● Selected extract
Contesting from two constituencies undermines electoral accountability.
There is something absurd about a candidate contesting an election under the promise that they will faithfully serve the interests of that constituency and represent its people, but with the proviso that they might decide to abandon it if they also win in another constituency. Yet this is the case where big-shot leaders decide that one constituency is not enough, and they will fight the election from two places simultaneously.
That is the strategy that Narendra Modi has adopted for the 2014 elections, contesting from both Vadodara in Gujarat and Varanasi in Uttar Pradesh. The Congress can hardly object, since Sonia Gandhi also divided her attention between Amethi in UP and Bellary in Karnataka in the 1999 general elections. Despite defeating Sushma Swaraj in Bellary, Sonia Gandhi retained Amethi and had to resign from her other seat, leaving Bellary unrepresented in the Lok Sabha until a by-election was held in the subsequent year.
There is a clear strategic rationale to this double contestation, but it also reveals a lack of confidence about the electoral strength of a party. One seat acts as a means of reaching out to a symbolic or critical battleground, the other constituency as a fall-back option to ensure the leader is in the Lok Sabha if the voters in the first seat reject them. Amethi was a constituency which had resonance for the Gandhi dynasty, having been won by Rajiv Gandhi, and before him, Sanjay Gandhi. Varanasi has obvious resonance for the BJP as a holy city. In both cases, contesting from constituencies in UP reflects the importance of standing in a state likely to be critical to the outcome of the national polls.
Similar considerations lie behind Mulayam Singh Yadav’s decision to stand for election in both Azamgarh and Mainpuri. Mainpuri, where he is the incumbent MP, is the back-up option, while standing in Azamgarh serves to bolster the Samajwadi Party’s challenge in the east of UP. The Election Commission has already suggested that candidates should not be allowed to contest from two constituencies in the same election. In its 2004 report on proposed electoral reforms, the EC called for the provisions of the Representation of the People Act, 1951, to be amended to prevent this, and suggested that, as an intermediate measure, candidates for two Lok Sabha constituencies post a deposit of Rs 10,00,000 to cover the costs of any subsequent by-election.

(Labeled-object pointing entries)
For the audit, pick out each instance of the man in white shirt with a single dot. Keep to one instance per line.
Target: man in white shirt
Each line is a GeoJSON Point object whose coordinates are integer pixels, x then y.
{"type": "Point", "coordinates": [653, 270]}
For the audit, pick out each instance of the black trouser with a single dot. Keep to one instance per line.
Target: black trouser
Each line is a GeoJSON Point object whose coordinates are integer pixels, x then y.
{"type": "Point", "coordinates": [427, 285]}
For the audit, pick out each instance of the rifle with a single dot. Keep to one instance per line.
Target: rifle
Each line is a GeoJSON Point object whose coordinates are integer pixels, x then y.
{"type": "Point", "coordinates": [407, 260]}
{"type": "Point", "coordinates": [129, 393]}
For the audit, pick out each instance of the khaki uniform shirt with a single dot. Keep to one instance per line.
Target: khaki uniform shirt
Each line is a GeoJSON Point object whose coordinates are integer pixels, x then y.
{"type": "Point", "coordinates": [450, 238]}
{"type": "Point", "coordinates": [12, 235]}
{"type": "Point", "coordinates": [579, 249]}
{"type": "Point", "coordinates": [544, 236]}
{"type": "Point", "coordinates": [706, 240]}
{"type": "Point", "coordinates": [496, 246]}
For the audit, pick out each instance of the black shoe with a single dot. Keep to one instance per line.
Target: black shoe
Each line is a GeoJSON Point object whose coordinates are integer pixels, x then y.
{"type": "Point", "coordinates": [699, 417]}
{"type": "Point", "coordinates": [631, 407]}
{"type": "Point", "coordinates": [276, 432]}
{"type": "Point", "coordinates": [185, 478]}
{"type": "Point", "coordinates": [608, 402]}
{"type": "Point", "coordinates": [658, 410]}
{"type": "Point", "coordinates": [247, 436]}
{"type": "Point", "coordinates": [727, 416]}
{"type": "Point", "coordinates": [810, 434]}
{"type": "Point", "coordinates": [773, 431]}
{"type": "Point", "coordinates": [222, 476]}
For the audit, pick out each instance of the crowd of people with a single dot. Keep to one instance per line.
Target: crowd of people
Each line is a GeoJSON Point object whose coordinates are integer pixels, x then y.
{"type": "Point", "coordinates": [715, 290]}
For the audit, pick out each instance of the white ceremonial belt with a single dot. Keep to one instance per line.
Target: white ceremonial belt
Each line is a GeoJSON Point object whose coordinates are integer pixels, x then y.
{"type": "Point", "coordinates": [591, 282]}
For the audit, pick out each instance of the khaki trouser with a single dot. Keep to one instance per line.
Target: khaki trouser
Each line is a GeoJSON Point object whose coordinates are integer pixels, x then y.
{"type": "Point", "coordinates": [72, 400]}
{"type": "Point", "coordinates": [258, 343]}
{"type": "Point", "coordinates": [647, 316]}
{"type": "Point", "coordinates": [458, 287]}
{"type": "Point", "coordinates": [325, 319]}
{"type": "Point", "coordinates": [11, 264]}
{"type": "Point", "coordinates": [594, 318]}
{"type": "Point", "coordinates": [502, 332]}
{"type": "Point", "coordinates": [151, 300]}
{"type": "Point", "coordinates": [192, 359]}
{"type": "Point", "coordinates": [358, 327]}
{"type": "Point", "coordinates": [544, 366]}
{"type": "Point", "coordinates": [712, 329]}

● Prompt A
In the piece on contesting from two constituencies, which two seats did Sonia Gandhi contest in the 1999 general elections?
● Prompt B
Rewrite everything from "That is the" down to "the subsequent year." in the piece on contesting from two constituencies, swapping "Bellary" for "Ballari".

● Exercise output A
Amethi in UP and Bellary in Karnataka.

● Exercise output B
That is the strategy that Narendra Modi has adopted for the 2014 elections, contesting from both Vadodara in Gujarat and Varanasi in Uttar Pradesh. The Congress can hardly object, since Sonia Gandhi also divided her attention between Amethi in UP and Ballari in Karnataka in the 1999 general elections. Despite defeating Sushma Swaraj in Ballari, Sonia Gandhi retained Amethi and had to resign from her other seat, leaving Ballari unrepresented in the Lok Sabha until a by-election was held in the subsequent year.